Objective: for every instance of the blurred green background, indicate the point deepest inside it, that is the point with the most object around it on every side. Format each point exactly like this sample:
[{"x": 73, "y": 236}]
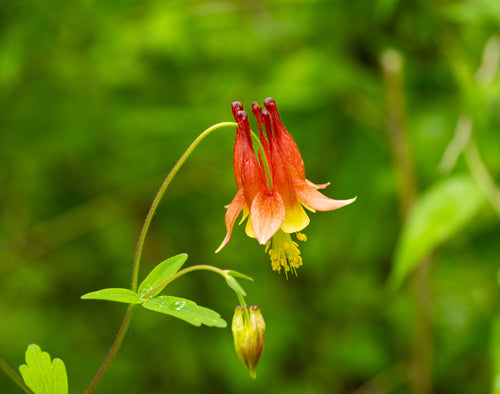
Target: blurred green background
[{"x": 98, "y": 101}]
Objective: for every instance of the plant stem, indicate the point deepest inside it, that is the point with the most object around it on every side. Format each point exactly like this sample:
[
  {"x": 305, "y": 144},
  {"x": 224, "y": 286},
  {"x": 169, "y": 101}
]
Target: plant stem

======

The problem - Rewrite the items from the line containing "Objective: for every instance of the plant" through the end, inclusive, replacing "plant stem" with "flower stalk" each time it occurs and leaving everything else as it is.

Response -
Objective: for every instance of the flower stalk, indicate the point deepest inside it, that is the point with the most object around it on every side. Format each point exactly like this sample:
[
  {"x": 305, "y": 144},
  {"x": 224, "y": 286},
  {"x": 169, "y": 101}
]
Target: flower stalk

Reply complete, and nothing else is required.